▶ _What the task asks_: The line containing "of the wheel" marks where to begin; quote it and every line after it through the end of the data, exactly as written.

==================================================

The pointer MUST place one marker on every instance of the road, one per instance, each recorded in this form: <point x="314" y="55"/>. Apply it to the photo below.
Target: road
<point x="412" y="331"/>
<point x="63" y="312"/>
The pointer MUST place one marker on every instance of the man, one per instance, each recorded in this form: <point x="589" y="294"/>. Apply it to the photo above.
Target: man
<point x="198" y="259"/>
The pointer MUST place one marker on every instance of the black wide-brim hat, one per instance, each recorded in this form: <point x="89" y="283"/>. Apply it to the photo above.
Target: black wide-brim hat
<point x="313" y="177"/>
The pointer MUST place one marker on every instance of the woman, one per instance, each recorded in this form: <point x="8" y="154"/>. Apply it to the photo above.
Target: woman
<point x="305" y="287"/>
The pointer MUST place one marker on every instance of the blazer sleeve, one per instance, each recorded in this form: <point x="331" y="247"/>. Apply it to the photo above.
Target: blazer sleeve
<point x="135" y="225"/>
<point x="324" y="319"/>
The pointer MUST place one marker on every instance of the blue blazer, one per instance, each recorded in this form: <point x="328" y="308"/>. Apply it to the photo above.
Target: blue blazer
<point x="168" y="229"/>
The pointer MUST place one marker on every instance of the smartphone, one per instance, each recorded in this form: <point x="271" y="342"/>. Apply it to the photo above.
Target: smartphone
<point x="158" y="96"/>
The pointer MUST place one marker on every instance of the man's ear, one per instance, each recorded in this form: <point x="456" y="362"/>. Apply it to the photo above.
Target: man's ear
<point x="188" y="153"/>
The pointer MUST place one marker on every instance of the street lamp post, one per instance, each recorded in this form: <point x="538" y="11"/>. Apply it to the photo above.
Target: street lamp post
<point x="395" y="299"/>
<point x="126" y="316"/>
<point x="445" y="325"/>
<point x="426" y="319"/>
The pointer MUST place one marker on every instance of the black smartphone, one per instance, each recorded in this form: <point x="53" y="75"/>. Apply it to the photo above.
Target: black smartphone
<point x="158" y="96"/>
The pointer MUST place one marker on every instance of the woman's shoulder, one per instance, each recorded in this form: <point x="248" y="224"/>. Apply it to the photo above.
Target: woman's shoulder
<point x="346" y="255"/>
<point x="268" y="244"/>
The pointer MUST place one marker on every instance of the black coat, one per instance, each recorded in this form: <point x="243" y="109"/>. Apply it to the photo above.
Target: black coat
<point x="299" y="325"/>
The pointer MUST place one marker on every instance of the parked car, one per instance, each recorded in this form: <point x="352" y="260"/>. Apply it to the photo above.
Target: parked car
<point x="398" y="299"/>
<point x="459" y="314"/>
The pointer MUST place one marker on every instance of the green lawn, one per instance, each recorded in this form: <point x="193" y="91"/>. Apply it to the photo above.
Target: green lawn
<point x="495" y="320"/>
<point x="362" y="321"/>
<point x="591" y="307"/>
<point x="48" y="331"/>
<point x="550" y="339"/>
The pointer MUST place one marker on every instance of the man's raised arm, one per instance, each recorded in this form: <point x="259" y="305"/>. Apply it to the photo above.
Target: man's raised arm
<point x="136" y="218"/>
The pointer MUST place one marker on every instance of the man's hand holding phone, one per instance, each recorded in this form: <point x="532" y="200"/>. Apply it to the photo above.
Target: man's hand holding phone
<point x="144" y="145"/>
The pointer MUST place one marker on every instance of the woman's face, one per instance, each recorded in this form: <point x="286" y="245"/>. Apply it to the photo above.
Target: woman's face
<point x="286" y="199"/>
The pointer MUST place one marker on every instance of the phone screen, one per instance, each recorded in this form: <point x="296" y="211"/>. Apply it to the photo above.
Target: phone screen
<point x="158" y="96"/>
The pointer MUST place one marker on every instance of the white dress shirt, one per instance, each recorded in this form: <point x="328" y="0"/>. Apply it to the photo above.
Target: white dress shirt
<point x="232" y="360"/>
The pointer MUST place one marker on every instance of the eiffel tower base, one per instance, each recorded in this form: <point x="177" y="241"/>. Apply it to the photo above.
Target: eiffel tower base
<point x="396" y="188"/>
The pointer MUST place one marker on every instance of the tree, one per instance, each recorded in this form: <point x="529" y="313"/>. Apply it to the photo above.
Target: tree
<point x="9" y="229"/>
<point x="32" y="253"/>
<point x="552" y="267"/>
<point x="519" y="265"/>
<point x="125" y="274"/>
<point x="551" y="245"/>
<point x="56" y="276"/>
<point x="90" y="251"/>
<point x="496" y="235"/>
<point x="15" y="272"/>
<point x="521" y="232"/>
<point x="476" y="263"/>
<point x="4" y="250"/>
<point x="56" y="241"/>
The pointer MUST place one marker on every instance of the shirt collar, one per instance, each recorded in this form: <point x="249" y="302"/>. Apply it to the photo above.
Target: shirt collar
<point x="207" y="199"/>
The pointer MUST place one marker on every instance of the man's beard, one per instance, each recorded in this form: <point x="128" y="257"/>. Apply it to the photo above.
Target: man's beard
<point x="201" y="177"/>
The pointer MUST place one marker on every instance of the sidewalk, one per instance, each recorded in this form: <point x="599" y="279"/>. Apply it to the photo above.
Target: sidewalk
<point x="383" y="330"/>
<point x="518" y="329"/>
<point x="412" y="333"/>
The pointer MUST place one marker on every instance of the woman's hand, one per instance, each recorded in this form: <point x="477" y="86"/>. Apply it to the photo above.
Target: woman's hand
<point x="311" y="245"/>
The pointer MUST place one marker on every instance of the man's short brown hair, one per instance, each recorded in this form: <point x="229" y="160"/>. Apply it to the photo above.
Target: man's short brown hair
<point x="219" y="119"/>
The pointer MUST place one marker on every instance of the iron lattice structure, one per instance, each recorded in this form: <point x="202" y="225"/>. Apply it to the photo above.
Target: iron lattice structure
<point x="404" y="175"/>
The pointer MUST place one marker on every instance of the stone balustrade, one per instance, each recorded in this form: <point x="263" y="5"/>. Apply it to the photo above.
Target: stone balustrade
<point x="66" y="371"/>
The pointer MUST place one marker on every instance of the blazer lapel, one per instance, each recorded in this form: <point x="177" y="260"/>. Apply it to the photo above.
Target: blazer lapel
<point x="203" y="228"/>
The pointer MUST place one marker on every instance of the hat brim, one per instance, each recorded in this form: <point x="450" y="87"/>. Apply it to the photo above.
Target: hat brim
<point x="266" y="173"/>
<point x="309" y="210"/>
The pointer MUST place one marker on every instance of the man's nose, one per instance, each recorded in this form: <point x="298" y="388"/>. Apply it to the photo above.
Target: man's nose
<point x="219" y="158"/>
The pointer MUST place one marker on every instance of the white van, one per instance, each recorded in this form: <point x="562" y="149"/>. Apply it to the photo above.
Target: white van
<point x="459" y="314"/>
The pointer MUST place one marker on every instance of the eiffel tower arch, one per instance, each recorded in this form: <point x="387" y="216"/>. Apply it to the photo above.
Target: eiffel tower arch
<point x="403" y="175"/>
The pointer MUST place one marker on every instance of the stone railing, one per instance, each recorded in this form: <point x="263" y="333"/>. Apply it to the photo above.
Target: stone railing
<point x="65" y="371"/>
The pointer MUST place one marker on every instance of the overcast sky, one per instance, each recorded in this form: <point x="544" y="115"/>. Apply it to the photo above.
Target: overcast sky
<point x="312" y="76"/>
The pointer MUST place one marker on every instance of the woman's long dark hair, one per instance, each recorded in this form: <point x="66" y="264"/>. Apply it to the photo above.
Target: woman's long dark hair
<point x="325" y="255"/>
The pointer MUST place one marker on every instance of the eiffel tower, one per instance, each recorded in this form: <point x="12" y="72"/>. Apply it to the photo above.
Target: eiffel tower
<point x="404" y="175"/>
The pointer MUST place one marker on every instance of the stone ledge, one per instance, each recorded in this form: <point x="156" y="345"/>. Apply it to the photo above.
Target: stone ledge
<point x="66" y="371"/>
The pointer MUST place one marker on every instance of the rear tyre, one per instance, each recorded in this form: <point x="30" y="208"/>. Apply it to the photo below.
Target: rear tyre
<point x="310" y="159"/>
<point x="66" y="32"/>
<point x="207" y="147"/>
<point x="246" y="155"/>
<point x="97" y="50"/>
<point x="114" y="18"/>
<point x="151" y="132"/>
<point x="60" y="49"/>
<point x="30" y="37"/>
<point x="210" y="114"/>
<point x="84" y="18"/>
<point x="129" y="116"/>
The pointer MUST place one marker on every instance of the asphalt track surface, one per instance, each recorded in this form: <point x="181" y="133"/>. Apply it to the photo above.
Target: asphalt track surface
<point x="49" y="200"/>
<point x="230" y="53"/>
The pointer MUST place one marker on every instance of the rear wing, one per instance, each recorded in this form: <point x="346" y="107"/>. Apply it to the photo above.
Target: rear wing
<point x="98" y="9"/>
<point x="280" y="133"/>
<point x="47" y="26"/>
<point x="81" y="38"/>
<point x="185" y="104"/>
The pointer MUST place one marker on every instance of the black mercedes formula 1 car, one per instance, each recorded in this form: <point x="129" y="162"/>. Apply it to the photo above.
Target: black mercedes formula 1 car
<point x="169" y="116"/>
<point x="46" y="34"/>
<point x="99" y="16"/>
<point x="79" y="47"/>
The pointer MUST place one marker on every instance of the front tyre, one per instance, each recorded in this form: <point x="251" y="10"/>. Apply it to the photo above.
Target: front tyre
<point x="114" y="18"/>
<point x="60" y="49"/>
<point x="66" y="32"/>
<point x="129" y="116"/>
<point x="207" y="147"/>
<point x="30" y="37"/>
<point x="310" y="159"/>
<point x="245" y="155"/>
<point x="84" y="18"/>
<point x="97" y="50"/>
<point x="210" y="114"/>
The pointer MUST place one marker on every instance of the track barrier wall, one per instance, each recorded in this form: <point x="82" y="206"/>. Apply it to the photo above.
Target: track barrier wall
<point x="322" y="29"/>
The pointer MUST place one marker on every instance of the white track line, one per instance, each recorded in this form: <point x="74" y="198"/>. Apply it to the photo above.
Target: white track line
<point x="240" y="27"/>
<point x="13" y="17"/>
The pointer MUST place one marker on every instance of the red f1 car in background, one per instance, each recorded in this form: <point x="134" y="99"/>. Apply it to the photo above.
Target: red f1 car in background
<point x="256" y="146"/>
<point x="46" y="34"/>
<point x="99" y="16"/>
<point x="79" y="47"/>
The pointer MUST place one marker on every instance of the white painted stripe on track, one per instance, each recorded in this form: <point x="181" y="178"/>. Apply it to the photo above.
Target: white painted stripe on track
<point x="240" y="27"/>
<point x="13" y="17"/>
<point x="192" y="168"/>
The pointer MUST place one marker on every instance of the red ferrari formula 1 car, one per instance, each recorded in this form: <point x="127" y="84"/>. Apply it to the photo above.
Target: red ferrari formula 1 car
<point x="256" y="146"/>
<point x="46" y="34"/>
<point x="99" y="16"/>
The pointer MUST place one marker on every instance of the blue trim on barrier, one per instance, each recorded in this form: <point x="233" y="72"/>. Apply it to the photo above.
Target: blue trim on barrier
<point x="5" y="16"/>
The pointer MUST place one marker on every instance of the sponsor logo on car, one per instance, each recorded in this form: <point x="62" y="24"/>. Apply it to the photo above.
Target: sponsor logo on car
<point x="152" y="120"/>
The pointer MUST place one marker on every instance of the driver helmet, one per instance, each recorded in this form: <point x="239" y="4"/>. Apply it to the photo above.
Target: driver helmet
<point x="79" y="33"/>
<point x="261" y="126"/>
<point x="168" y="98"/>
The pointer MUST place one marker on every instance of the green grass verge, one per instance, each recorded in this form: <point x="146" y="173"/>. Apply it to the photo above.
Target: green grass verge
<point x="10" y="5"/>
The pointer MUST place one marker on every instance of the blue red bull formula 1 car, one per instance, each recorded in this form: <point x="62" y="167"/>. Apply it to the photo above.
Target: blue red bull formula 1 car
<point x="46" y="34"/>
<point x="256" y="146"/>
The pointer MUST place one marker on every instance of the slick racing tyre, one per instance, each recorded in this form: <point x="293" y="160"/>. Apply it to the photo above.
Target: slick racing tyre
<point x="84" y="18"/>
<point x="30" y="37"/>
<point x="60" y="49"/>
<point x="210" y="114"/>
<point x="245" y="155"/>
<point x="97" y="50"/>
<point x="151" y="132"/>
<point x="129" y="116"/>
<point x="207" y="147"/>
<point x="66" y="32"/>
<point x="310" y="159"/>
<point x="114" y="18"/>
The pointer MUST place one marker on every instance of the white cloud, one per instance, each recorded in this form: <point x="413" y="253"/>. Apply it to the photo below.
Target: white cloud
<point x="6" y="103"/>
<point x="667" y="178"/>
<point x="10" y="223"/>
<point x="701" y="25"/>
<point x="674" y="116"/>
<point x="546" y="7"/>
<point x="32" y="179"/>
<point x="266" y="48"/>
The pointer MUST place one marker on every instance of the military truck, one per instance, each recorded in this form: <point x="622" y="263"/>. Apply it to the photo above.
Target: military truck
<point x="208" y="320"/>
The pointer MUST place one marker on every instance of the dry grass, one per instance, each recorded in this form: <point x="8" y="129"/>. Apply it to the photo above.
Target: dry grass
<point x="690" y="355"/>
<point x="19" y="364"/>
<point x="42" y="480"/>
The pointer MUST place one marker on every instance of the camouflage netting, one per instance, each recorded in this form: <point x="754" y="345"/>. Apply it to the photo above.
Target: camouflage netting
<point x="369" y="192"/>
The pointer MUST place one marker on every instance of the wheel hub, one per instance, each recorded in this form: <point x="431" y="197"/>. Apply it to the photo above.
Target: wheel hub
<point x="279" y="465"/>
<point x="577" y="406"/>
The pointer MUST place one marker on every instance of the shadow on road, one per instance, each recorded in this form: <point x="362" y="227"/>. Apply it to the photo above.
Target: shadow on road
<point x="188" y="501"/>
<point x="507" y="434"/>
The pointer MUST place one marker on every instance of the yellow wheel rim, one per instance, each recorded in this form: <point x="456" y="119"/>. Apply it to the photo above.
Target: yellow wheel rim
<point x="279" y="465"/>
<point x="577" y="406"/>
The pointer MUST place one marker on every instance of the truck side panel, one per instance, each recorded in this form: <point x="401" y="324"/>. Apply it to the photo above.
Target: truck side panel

==================================================

▶ _Result of the exercise_:
The pointer MUST place one marker on every instance of the wheel hub, one per instance, each recorded in this form: <point x="431" y="197"/>. Apply it to the photo above.
Target: wheel hub
<point x="279" y="465"/>
<point x="577" y="406"/>
The pointer MUST place one marker on every instance of the shadow on road, one per instance, each recorded in this form: <point x="362" y="227"/>. Apply it to the photo above.
Target: shadow on road
<point x="188" y="501"/>
<point x="507" y="434"/>
The pointer MUST place one marker on every instance of the yellow wheel rim, one per instance, each recorded in this form: <point x="456" y="119"/>. Apply it to the photo above.
Target: yellow wheel rim
<point x="279" y="465"/>
<point x="577" y="406"/>
The pointer MUST place one marker on every instance of the truck side panel, one per instance, each recorded in this form: <point x="401" y="324"/>. Apply it to the photo above.
Target: truck side panel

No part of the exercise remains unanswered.